= Source passage =
──────────

Something in your question is missing, can't tell what. I am also surprised by the answers.

Not sure if you must use lists or if you can use atoms or strings. Atoms and strings have sub_atom/5 and sub_string/5, resp, which can be used for searching. Like this:

?- sub_atom(vnvnvvvvvvnvv, Before, Len, After, vnv).
Before = 0, Len = 3, After = 10 ;
Before = 2, Len = 3, After = 8 ;
Before = 9, Len = 3, After = 1 ;
false.

The same but with strings works with sub_string/5.

And if you are already using SWI-Prolog, you can use library(aggregate) to count solutions:

?- aggregate_all(count, sub_atom(vnvnvvvvvvnvv, _,_,_, vnv), N).
N = 3.

──────────

= Data provided =

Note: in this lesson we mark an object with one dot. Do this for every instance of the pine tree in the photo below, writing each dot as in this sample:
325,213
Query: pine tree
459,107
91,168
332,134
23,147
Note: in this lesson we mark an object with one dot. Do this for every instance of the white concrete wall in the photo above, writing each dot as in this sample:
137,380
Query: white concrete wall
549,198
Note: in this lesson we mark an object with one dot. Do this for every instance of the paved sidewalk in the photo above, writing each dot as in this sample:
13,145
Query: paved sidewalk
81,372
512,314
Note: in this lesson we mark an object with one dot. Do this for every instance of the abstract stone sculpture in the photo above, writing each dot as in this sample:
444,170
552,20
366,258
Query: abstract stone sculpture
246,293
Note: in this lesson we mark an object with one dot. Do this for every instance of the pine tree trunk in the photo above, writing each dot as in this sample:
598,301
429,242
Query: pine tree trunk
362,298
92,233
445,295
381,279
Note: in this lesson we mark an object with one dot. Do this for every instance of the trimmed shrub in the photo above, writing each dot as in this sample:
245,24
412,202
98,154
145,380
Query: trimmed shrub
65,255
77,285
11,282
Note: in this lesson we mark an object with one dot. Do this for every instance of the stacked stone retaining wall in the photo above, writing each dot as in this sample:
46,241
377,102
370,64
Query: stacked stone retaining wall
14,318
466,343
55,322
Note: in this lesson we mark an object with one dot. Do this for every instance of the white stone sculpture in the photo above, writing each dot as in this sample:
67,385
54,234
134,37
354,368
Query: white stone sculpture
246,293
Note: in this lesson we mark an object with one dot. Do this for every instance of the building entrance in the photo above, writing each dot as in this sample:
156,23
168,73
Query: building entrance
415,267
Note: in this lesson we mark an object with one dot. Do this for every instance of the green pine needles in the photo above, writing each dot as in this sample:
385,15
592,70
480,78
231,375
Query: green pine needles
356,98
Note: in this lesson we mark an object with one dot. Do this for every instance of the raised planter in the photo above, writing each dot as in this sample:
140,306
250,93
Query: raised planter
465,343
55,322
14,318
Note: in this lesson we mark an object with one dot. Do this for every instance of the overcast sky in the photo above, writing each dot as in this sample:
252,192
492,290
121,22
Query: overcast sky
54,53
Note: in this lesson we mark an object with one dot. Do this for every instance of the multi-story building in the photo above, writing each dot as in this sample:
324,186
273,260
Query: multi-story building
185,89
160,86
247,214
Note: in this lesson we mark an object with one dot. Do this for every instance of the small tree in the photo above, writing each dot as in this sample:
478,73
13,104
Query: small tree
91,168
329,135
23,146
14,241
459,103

──────────

= Exercise task =
Reproduce the entire passage on counting substring matches in Prolog word for word, with every line and symbol unchanged. This material was taken from a different source than the passage on counting substring matches in Prolog.

= Final result =
Something in your question is missing, can't tell what. I am also surprised by the answers.

Not sure if you must use lists or if you can use atoms or strings. Atoms and strings have sub_atom/5 and sub_string/5, resp, which can be used for searching. Like this:

?- sub_atom(vnvnvvvvvvnvv, Before, Len, After, vnv).
Before = 0, Len = 3, After = 10 ;
Before = 2, Len = 3, After = 8 ;
Before = 9, Len = 3, After = 1 ;
false.

The same but with strings works with sub_string/5.

And if you are already using SWI-Prolog, you can use library(aggregate) to count solutions:

?- aggregate_all(count, sub_atom(vnvnvvvvvvnvv, _,_,_, vnv), N).
N = 3.